- [SUPPLIED ENTRIES]
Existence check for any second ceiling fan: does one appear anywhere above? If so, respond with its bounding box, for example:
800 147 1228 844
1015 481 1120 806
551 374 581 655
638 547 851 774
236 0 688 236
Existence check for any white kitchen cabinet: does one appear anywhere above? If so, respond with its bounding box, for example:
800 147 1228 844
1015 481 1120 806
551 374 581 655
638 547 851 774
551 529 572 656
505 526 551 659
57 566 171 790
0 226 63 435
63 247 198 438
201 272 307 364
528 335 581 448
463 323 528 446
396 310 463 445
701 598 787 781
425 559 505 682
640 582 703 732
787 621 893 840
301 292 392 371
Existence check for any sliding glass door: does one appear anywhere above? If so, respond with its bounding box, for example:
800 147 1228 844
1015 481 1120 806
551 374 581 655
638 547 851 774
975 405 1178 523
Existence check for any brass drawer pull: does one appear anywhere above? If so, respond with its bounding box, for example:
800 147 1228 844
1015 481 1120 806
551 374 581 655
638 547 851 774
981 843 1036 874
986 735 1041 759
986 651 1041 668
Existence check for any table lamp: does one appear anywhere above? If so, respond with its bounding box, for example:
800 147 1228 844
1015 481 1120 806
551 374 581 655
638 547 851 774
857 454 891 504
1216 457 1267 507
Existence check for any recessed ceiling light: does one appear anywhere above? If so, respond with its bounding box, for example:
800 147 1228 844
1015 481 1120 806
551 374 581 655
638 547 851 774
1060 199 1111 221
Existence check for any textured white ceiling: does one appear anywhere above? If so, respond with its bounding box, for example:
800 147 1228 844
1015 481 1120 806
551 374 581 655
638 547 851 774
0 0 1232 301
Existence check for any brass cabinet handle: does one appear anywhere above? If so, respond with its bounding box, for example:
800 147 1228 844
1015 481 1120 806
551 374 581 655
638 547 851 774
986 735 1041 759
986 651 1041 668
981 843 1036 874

- [GOAL] Can you put every line of the listing above into a Markdown table with columns n and Line, numbering each row and leaving out any blank lines?

- [WRITTEN SOLUTION]
| n | Line |
|---|---|
| 1 | Existence check for any second ceiling fan: does one appear anywhere above? If so, respond with its bounding box, for example: |
| 2 | 800 147 1228 844 |
| 3 | 1015 481 1120 806 |
| 4 | 551 374 581 655 |
| 5 | 638 547 851 774 |
| 6 | 236 0 688 236 |
| 7 | Existence check for any white kitchen cabinet: does one appear anywhere above? If so, respond with its bounding box, for example: |
| 8 | 800 147 1228 844 |
| 9 | 1015 481 1120 806 |
| 10 | 551 374 581 655 |
| 11 | 638 547 851 774 |
| 12 | 551 529 572 656 |
| 13 | 505 526 551 659 |
| 14 | 57 566 171 790 |
| 15 | 0 226 63 435 |
| 16 | 63 247 198 438 |
| 17 | 201 272 307 364 |
| 18 | 528 335 581 448 |
| 19 | 463 323 528 446 |
| 20 | 396 310 463 445 |
| 21 | 701 598 787 781 |
| 22 | 425 559 505 682 |
| 23 | 640 582 703 732 |
| 24 | 787 621 893 840 |
| 25 | 301 292 392 371 |
| 26 | Existence check for any sliding glass door: does one appear anywhere above? If so, respond with its bounding box, for example: |
| 27 | 800 147 1228 844 |
| 28 | 1015 481 1120 806 |
| 29 | 551 374 581 655 |
| 30 | 638 547 851 774 |
| 31 | 975 405 1178 523 |
| 32 | Existence check for any brass drawer pull: does one appear anywhere above? If so, respond with its bounding box, for example: |
| 33 | 800 147 1228 844 |
| 34 | 1015 481 1120 806 |
| 35 | 551 374 581 655 |
| 36 | 638 547 851 774 |
| 37 | 981 843 1036 874 |
| 38 | 986 735 1041 759 |
| 39 | 986 651 1041 668 |
| 40 | Existence check for any table lamp: does one appear anywhere above? If so, respond with its bounding box, for example: |
| 41 | 800 147 1228 844 |
| 42 | 1015 481 1120 806 |
| 43 | 551 374 581 655 |
| 44 | 638 547 851 774 |
| 45 | 857 454 891 504 |
| 46 | 1216 457 1267 507 |
| 47 | Existence check for any recessed ceiling light: does one appear anywhere above? If so, respond with its bounding box, for example: |
| 48 | 800 147 1228 844 |
| 49 | 1015 481 1120 806 |
| 50 | 551 374 581 655 |
| 51 | 638 547 851 774 |
| 52 | 1060 199 1111 221 |
| 53 | Existence check for any textured white ceiling: does one appear anywhere above? If so, respond with its bounding box, for example: |
| 54 | 800 147 1228 844 |
| 55 | 1015 481 1120 806 |
| 56 | 551 374 581 655 |
| 57 | 638 547 851 774 |
| 58 | 0 0 1232 301 |
| 59 | Existence check for any brass cabinet handle: does one appear anywhere above? If so, respond with its bounding box, for example: |
| 60 | 800 147 1228 844 |
| 61 | 1015 481 1120 806 |
| 62 | 551 374 581 655 |
| 63 | 638 547 851 774 |
| 64 | 986 735 1041 759 |
| 65 | 986 651 1041 668 |
| 66 | 981 843 1036 874 |